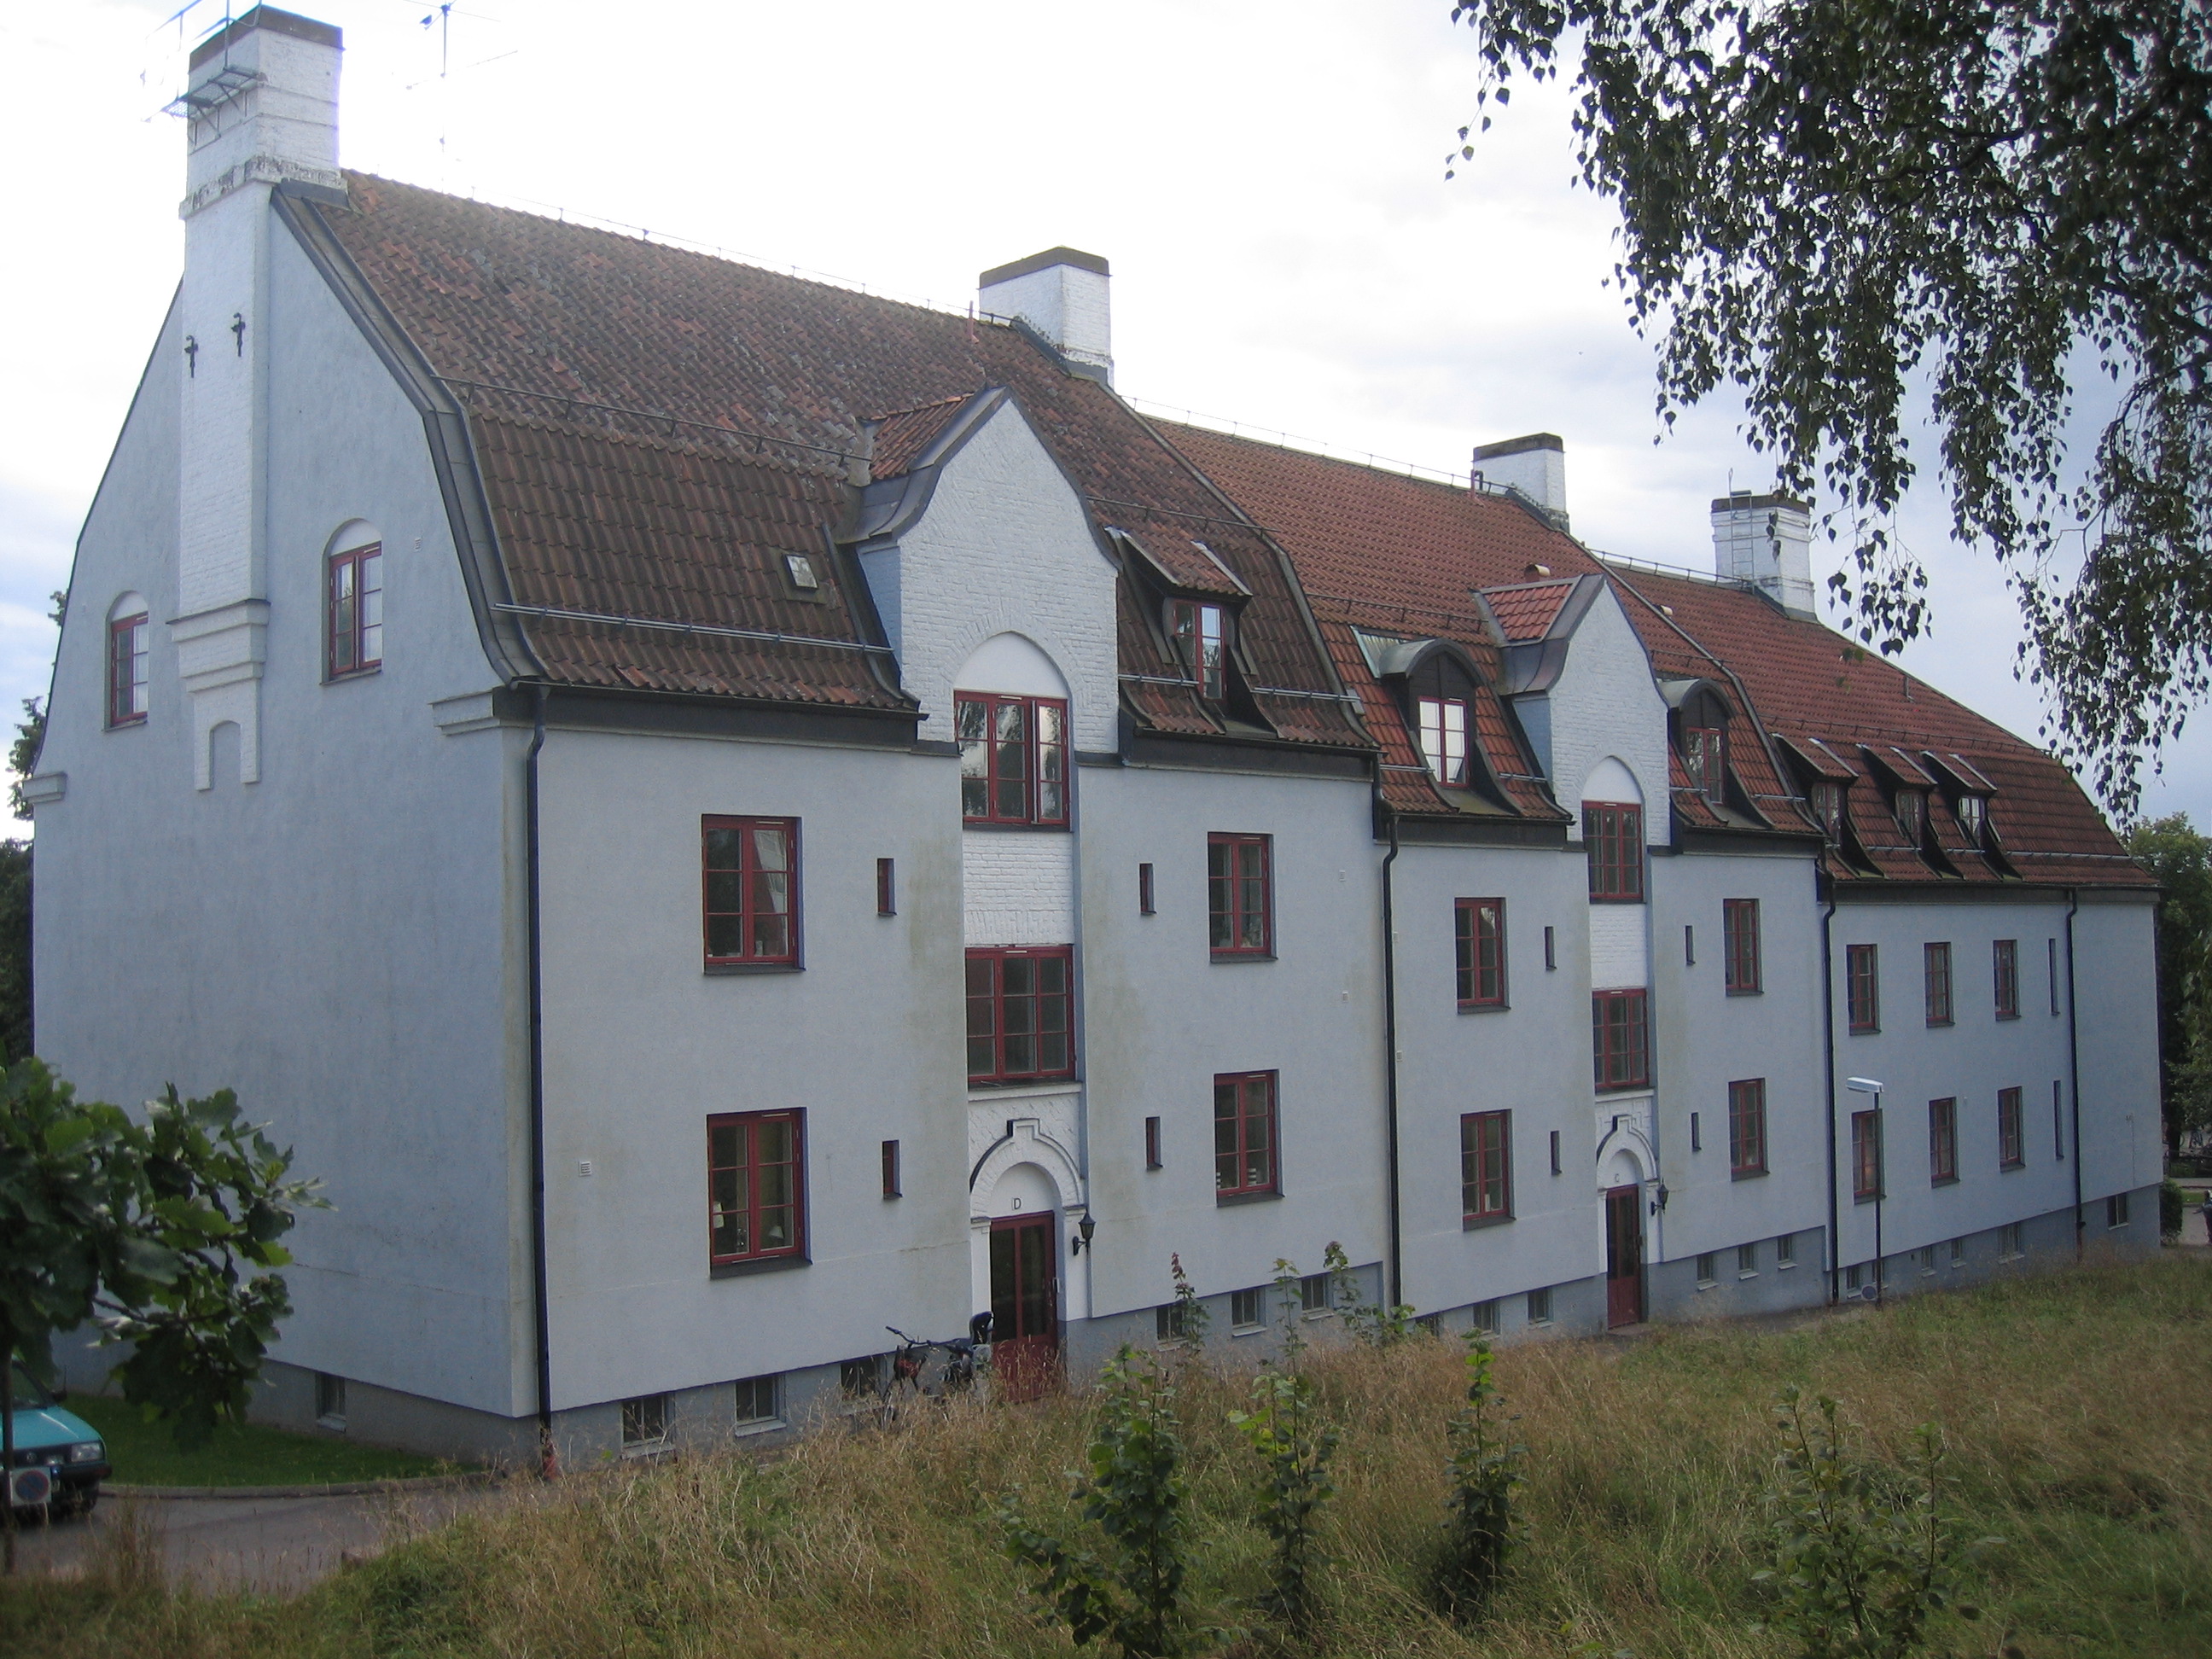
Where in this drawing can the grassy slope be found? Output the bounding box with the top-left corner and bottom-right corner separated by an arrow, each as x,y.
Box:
6,1255 -> 2209,1658
63,1396 -> 461,1487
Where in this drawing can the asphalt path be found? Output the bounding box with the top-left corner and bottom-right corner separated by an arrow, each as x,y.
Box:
7,1481 -> 515,1592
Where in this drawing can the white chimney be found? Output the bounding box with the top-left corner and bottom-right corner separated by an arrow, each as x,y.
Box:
1711,490 -> 1817,619
979,249 -> 1112,384
173,7 -> 344,789
1472,433 -> 1567,529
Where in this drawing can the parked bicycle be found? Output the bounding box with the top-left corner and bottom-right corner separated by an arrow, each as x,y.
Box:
876,1314 -> 993,1419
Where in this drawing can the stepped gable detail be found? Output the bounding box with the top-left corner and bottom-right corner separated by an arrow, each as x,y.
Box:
305,174 -> 1365,750
1604,565 -> 2148,888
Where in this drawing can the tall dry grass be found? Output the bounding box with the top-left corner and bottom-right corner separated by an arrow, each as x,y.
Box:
6,1254 -> 2210,1658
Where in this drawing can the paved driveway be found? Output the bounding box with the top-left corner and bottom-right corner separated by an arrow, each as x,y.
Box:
7,1481 -> 515,1592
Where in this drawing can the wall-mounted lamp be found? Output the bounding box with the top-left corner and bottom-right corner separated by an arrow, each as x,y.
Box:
1070,1213 -> 1098,1255
1651,1181 -> 1670,1214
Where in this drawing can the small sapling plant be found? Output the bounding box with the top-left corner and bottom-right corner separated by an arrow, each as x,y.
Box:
1751,1385 -> 1995,1659
1162,1252 -> 1210,1360
1323,1240 -> 1418,1348
1001,1345 -> 1196,1658
1228,1295 -> 1340,1639
1430,1332 -> 1526,1624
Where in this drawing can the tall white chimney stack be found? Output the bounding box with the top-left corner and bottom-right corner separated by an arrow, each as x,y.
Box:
979,249 -> 1112,384
173,8 -> 343,789
1711,490 -> 1818,619
1472,433 -> 1568,531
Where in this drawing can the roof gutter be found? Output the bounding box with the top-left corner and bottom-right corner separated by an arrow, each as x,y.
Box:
1380,813 -> 1405,1312
2066,888 -> 2084,1255
526,684 -> 556,1476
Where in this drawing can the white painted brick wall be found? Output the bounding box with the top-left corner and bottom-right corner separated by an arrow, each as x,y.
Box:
1545,585 -> 1673,846
964,832 -> 1075,946
1588,903 -> 1650,990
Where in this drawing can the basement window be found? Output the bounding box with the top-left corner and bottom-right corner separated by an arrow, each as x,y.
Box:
620,1393 -> 669,1451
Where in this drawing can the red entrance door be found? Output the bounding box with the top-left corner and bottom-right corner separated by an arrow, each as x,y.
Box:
1605,1184 -> 1645,1327
990,1213 -> 1061,1401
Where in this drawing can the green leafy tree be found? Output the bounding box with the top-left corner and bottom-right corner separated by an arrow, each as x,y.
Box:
1000,1345 -> 1196,1657
1229,1360 -> 1340,1636
1447,0 -> 2212,814
0,1061 -> 321,1568
2127,813 -> 2212,1154
0,692 -> 45,1064
1430,1334 -> 1525,1624
1751,1387 -> 1994,1658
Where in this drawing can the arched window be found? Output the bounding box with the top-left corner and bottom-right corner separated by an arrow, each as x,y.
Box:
325,525 -> 384,678
107,592 -> 149,728
1679,690 -> 1728,800
1397,645 -> 1486,790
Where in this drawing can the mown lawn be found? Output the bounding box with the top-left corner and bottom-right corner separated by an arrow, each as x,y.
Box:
6,1254 -> 2209,1657
64,1395 -> 467,1488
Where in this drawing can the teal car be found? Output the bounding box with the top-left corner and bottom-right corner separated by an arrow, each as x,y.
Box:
7,1365 -> 108,1517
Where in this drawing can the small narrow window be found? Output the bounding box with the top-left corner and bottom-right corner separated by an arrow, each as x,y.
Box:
733,1375 -> 781,1425
1583,803 -> 1644,901
1924,941 -> 1953,1026
1948,1236 -> 1965,1265
1214,1071 -> 1278,1198
1138,862 -> 1155,916
1690,1110 -> 1702,1153
2052,1080 -> 2065,1160
957,693 -> 1068,827
1776,1232 -> 1796,1266
1997,1086 -> 2024,1168
1298,1272 -> 1330,1314
1549,1129 -> 1562,1176
1526,1286 -> 1552,1324
1460,1109 -> 1512,1223
1999,1221 -> 2023,1259
621,1394 -> 669,1448
2047,939 -> 2060,1015
1993,939 -> 2020,1020
1810,780 -> 1845,842
1728,1079 -> 1767,1178
881,1138 -> 900,1199
966,946 -> 1076,1085
107,610 -> 150,727
326,540 -> 384,678
1956,793 -> 1987,839
876,858 -> 896,917
1683,711 -> 1726,800
2108,1191 -> 2130,1228
1230,1288 -> 1264,1330
708,1110 -> 806,1266
1169,600 -> 1227,701
1417,696 -> 1469,784
1695,1253 -> 1717,1287
1894,789 -> 1926,844
1929,1098 -> 1958,1184
1470,1298 -> 1500,1335
1208,834 -> 1272,958
1738,1243 -> 1758,1276
1684,924 -> 1696,967
1851,1109 -> 1883,1201
702,817 -> 800,968
314,1372 -> 346,1429
1723,899 -> 1761,993
1592,988 -> 1651,1090
1543,925 -> 1556,970
1455,898 -> 1506,1007
1845,1262 -> 1863,1292
1144,1115 -> 1163,1170
1845,943 -> 1880,1033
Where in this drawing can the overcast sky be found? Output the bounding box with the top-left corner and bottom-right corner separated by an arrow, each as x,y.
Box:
7,0 -> 2203,826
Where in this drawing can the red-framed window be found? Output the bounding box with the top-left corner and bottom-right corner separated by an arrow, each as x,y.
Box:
1683,718 -> 1726,800
956,693 -> 1068,827
1997,1086 -> 2024,1168
966,946 -> 1074,1084
1723,899 -> 1761,994
1924,941 -> 1953,1027
1845,943 -> 1880,1033
1460,1109 -> 1512,1222
707,1109 -> 805,1266
1929,1097 -> 1959,1185
1893,788 -> 1926,844
1214,1071 -> 1277,1197
1455,898 -> 1505,1007
1993,939 -> 2020,1020
107,613 -> 149,727
702,817 -> 800,967
1851,1109 -> 1883,1201
1592,988 -> 1650,1091
1417,696 -> 1469,785
1208,834 -> 1272,958
1810,780 -> 1845,843
1169,600 -> 1227,701
327,541 -> 384,678
1728,1079 -> 1767,1177
1584,803 -> 1644,901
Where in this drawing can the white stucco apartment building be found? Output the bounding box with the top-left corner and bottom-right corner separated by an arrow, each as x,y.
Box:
32,9 -> 2160,1460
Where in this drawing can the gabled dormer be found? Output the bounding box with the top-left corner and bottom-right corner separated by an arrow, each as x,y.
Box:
1656,677 -> 1772,829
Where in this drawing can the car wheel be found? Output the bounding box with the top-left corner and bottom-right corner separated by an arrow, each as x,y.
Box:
51,1489 -> 98,1522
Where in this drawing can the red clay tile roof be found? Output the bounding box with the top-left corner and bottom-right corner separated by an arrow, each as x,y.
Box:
310,175 -> 1364,748
1603,565 -> 2146,888
1481,579 -> 1577,643
867,396 -> 971,481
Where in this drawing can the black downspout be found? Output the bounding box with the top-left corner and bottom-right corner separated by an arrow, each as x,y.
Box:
1380,816 -> 1404,1313
526,684 -> 556,1475
1819,880 -> 1841,1306
2065,888 -> 2084,1255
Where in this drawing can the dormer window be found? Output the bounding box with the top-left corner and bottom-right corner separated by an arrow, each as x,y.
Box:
1810,781 -> 1845,842
1956,794 -> 1987,839
1894,789 -> 1926,844
1417,696 -> 1469,785
1169,601 -> 1226,701
1674,687 -> 1729,801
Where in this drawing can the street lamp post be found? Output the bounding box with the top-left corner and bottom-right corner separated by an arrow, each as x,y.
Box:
1847,1077 -> 1887,1304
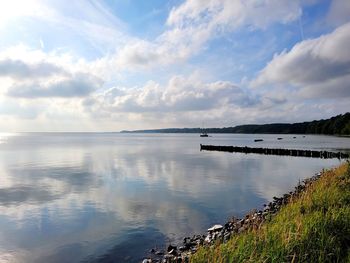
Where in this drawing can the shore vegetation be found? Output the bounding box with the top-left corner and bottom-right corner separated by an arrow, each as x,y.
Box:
191,162 -> 350,262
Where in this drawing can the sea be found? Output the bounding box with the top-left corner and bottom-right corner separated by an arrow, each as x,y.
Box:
0,133 -> 349,262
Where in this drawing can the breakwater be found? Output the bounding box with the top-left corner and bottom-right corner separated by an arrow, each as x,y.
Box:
200,144 -> 349,159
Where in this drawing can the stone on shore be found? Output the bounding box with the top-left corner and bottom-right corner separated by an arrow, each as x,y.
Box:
207,224 -> 223,232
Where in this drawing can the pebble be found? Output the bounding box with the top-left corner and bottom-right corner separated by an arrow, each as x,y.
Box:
207,224 -> 223,232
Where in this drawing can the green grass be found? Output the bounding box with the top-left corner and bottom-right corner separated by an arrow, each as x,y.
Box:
191,162 -> 350,263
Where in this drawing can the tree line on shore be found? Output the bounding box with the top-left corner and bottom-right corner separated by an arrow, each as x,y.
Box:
121,112 -> 350,135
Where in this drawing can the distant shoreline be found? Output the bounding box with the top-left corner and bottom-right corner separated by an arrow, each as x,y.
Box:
121,112 -> 350,136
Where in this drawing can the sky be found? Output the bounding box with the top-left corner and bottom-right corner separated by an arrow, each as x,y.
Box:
0,0 -> 349,131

Exercise
When a line in the listing above holds "green", include it in the tally; report only the tally.

Response box
2